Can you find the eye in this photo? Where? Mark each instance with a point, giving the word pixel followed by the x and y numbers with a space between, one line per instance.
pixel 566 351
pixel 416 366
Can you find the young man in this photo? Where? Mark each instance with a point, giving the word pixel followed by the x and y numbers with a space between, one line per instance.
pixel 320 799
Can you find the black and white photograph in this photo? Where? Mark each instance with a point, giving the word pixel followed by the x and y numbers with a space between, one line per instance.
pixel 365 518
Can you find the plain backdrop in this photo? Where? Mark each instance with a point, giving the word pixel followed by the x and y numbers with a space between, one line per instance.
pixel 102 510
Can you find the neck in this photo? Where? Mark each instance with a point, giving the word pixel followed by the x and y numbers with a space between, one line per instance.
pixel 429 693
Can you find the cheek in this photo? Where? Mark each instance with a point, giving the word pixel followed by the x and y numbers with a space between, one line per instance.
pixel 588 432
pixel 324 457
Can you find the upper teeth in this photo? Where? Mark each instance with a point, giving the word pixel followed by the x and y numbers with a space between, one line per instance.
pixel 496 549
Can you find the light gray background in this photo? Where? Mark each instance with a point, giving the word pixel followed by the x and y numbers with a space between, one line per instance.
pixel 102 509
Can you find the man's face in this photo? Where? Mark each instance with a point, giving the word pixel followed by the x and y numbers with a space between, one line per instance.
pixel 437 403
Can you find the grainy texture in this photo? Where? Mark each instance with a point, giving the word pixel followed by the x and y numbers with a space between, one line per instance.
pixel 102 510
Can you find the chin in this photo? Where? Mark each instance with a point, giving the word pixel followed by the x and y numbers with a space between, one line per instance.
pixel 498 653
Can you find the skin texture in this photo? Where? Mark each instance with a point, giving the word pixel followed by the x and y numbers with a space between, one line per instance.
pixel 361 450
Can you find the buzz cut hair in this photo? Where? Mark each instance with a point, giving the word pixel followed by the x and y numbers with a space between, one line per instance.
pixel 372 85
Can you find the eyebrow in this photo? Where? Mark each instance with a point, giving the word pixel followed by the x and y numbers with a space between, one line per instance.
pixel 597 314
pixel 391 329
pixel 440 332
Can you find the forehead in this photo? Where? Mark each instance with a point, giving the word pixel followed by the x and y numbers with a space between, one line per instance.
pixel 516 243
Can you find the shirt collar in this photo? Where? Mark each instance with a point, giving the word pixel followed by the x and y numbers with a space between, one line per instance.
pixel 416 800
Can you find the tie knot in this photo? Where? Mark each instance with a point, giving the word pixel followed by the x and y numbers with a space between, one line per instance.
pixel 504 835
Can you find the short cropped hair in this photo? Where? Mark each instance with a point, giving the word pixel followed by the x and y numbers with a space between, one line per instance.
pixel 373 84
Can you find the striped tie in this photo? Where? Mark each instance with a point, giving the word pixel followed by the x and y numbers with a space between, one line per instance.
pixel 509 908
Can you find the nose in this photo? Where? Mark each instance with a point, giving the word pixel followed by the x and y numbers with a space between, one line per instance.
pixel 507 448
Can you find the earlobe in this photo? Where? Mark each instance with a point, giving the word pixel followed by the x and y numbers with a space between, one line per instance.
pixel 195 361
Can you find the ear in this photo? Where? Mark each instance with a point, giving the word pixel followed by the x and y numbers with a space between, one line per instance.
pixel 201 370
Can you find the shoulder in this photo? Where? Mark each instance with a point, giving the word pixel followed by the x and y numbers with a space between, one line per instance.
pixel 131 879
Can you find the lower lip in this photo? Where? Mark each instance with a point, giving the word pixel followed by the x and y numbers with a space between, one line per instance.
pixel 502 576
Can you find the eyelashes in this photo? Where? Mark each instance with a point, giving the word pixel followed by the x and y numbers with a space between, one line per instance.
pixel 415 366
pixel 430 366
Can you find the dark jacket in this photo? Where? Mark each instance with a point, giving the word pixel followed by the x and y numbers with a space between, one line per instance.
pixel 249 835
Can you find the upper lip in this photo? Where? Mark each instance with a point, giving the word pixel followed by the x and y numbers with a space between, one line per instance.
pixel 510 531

----

What is required:
Your task is to retype all of the records exactly.

Output:
Can you find the eye in this photo? Where? Mark each instance with a point, giving the word pixel followed by the x and y numbers with a space between, one line per instance.
pixel 566 351
pixel 416 366
Can you find the young man in this photo? Where? Mark each instance with a point, giving the word pixel followed by the x and y numbers with a space between, one line per instance.
pixel 320 799
Can you find the black and white photograph in this photo? Where? Mark each instance with a point, giving the word pixel followed by the x and y numbers with a space between, one line per instance.
pixel 365 518
Can you find the plain backdrop in this photo? Where? Mark each instance with a point, giving the word pixel followed by the x and y numbers with a space between, one line per instance.
pixel 102 510
Can you find the neck in this photo? Where? Mark each instance with a point, giving the word pixel followed by the x and y numbers with a space between, one line per instance.
pixel 429 693
Can you find the cheek in this photo? Where? Mark each instance with a point, giving the word pixel followed by the x and y numbers with a space between, one line per instance.
pixel 588 432
pixel 324 457
Can you find the upper teeth in this photo? Where? Mark each instance with a point, giving the word pixel followed by the x and y numbers with a space between, one line per instance.
pixel 496 549
Can you find the light gray background in this photo? Where? Mark each instance with a point, giving the word pixel followed by the x and y numbers with a space between, one line per instance.
pixel 102 509
Can you find the man's face in this photo? Where? Mark each instance with a point, giving the word pixel followed by the x and y numbers with a space between, one line per instance.
pixel 437 403
Can you find the grainy texture in this photo? Where? Mark each instance with a point, giving the word pixel followed by the x and y numbers with a space between, one line per instance.
pixel 102 510
Can you find the chin in this photo? Where? Mark each instance with a point, giving the word pixel followed by the x and y numbers with a space between, one line per instance.
pixel 498 653
Can you find the skin texture in this photo? Where? Mark each instance with a point, giving the word pixel followed by the x and y numbers with a space between, one line per instance.
pixel 361 450
Can you find the buzz cut hair in this photo? Where? Mark each instance with a point, giving the word pixel followed by the x and y numbers with a space between, one line per instance.
pixel 372 85
Can you find the eyebrow in this photo? Where? Mark each instance with a point, giving the word pixel followed by the x and y numbers with a space between, one line per instance.
pixel 597 314
pixel 391 329
pixel 440 332
Can you find the forehead in this photo? Where? Mark each instance with a point, giving the word pixel followed by the x and y numbers with a space between, one line per instance.
pixel 516 243
Can you find the shirt collar in this photo? Where? Mark each instance with a point, giving the word pixel followed by the x and y numbers with a space between, one line per instance.
pixel 416 800
Can you find the tie knot in this photo? Where? Mark each instance with a point, giving the word pixel followed by the x and y numbers with a space between, one line per instance.
pixel 504 835
Can you find the short cropped hair in this photo? Where? Mark each instance with a point, giving the word pixel followed by the x and y numbers with a space between, one line per instance.
pixel 373 84
Can you find the striped tie in this photo? Where? Mark each instance with a point, giving the word pixel followed by the x and y numbers with a space between, one line per instance.
pixel 509 908
Can you find the nose in this photo? Where? Mark each instance with a point, giving the word pixel followed by the x and y numbers with a space between, one line per instance.
pixel 507 448
Can you find the earlobe in this photo? Where? Mark each instance with a point, giving the word pixel followed by the x and y numbers with a space between, one line per instance.
pixel 195 361
Can you find the ear in this photo? Where? Mark each instance with a point, giving the word pixel followed by the x and y numbers with a space between, one line per instance.
pixel 201 370
Can you find the shoulder in this photo? Where? Mark each instance with a point, giving the word pixel followed by the x and y numbers with a space between, one line per instance.
pixel 131 879
Can you find the lower lip in this photo? Where? Mark each instance with a point, giving the word pixel followed by the x and y numbers with a space between, one line per instance.
pixel 502 576
Can you find the eyelashes in this photo? Where? Mark each instance with a point, giving the word pixel followed by the x and y numbers with a space between, one line per instance.
pixel 415 366
pixel 430 366
Can you find the dark jacket in this photo? Where? Mark each instance with a point, giving the word pixel followed by the x and y numbers with a space between, one line per instance.
pixel 249 835
Can you find the upper lip in this photo? Where? Mark each instance with a point, giving the word pixel followed by the x and y numbers with a space between, one line per instance.
pixel 510 531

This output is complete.